Restate the full set of records exactly, word for word.

[START EXTRACTED ENTRIES]

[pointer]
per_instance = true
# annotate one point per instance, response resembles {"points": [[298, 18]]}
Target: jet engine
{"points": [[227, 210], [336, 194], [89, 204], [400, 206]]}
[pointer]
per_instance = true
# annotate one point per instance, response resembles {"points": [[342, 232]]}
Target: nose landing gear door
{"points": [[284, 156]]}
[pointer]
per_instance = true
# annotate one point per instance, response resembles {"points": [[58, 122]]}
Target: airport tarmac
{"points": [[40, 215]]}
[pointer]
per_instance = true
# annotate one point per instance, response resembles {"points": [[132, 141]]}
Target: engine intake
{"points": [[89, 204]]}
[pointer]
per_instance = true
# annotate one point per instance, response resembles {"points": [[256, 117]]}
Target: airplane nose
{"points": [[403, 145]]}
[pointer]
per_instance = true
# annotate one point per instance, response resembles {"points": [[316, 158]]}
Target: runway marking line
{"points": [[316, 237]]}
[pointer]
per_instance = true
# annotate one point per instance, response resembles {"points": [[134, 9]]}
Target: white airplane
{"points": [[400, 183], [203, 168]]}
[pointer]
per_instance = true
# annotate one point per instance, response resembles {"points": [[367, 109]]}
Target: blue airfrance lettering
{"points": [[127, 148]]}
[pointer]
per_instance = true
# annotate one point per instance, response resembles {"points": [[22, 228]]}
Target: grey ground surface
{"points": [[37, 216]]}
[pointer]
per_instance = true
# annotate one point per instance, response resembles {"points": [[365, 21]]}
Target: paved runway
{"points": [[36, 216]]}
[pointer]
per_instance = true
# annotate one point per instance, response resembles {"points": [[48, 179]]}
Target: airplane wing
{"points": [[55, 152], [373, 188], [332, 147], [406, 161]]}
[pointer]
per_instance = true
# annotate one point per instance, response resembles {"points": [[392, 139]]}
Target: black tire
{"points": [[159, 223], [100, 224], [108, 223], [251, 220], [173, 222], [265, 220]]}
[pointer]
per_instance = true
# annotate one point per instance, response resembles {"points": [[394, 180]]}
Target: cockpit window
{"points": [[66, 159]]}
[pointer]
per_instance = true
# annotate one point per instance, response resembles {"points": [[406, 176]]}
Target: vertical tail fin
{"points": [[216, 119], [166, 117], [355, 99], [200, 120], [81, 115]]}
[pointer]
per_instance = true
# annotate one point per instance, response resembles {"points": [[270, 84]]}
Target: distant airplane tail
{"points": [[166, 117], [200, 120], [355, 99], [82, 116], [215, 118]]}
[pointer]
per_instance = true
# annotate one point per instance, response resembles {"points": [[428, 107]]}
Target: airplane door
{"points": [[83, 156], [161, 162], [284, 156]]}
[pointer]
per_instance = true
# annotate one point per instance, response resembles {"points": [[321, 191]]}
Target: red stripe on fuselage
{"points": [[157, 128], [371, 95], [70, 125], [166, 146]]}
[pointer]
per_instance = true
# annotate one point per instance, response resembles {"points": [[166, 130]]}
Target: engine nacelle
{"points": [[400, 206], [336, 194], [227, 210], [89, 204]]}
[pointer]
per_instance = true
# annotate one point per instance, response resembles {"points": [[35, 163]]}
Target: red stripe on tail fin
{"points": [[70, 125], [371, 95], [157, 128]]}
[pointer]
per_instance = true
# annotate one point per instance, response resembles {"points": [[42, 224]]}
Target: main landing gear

[END EXTRACTED ENTRIES]

**EXPECTED ANSWER**
[pointer]
per_instance = true
# annotate one point per instance, response resembles {"points": [[298, 18]]}
Target: jet engine
{"points": [[227, 210], [336, 194], [89, 204], [400, 206]]}
[pointer]
per_instance = true
# annotate one point per instance, response resembles {"points": [[342, 232]]}
Target: nose landing gear door
{"points": [[284, 156]]}
[pointer]
per_instance = true
# annotate one point per instance, response resembles {"points": [[58, 122]]}
Target: airport tarmac
{"points": [[40, 215]]}
[pointer]
per_instance = true
# annotate one point per instance, response resembles {"points": [[132, 141]]}
Target: engine intake
{"points": [[89, 204]]}
[pointer]
per_instance = true
# annotate one point per instance, response resembles {"points": [[256, 117]]}
Target: airplane nose
{"points": [[403, 145]]}
[pointer]
per_instance = true
# annotate one point per instance, response resembles {"points": [[316, 158]]}
Target: runway marking line
{"points": [[316, 237]]}
[pointer]
per_instance = true
# annotate one point per instance, response resembles {"points": [[134, 9]]}
Target: white airplane
{"points": [[400, 183], [203, 168]]}
[pointer]
per_instance = true
# annotate one point per instance, response resembles {"points": [[367, 109]]}
Target: blue airfrance lettering
{"points": [[127, 148]]}
[pointer]
per_instance = true
# annotate one point per instance, response resembles {"points": [[22, 228]]}
Target: grey ground surface
{"points": [[37, 216]]}
[pointer]
per_instance = true
# annotate one point per instance, response resembles {"points": [[365, 21]]}
Target: paved runway
{"points": [[36, 216]]}
[pointer]
per_instance = true
# annotate one point per instance, response resembles {"points": [[48, 179]]}
Target: airplane wing
{"points": [[55, 152], [373, 188], [332, 147], [406, 161]]}
[pointer]
per_instance = true
# annotate one point per instance, response resembles {"points": [[392, 139]]}
Target: black tire
{"points": [[159, 223], [100, 224], [108, 223], [251, 220], [173, 222], [265, 220]]}
[pointer]
per_instance = true
# annotate one point per instance, response resembles {"points": [[394, 180]]}
Target: cockpit window
{"points": [[66, 159]]}
[pointer]
per_instance = true
# annotate one point per instance, response resembles {"points": [[406, 176]]}
Target: vertical tail fin
{"points": [[216, 119], [166, 117], [355, 99], [200, 120], [81, 115]]}
[pointer]
per_instance = true
# annotate one point per instance, response resembles {"points": [[270, 84]]}
Target: distant airplane tail
{"points": [[166, 117], [200, 120], [355, 99], [82, 116], [215, 118]]}
[pointer]
per_instance = true
# annotate one point per instance, response resembles {"points": [[428, 107]]}
Target: airplane door
{"points": [[83, 156], [161, 162], [284, 156]]}
[pointer]
per_instance = true
# annotate one point per instance, response resembles {"points": [[321, 191]]}
Target: red stripe on fuselage
{"points": [[157, 128], [371, 95], [70, 125], [166, 146]]}
[pointer]
per_instance = true
# annotate one point per instance, response resembles {"points": [[166, 130]]}
Target: engine nacelle
{"points": [[400, 206], [336, 194], [227, 210], [89, 204]]}
[pointer]
per_instance = true
# annotate one point per instance, response resembles {"points": [[35, 163]]}
Target: red stripe on tail fin
{"points": [[70, 125], [371, 95], [157, 128]]}
[pointer]
per_instance = true
# annotate one point per instance, response resembles {"points": [[42, 224]]}
Target: main landing gear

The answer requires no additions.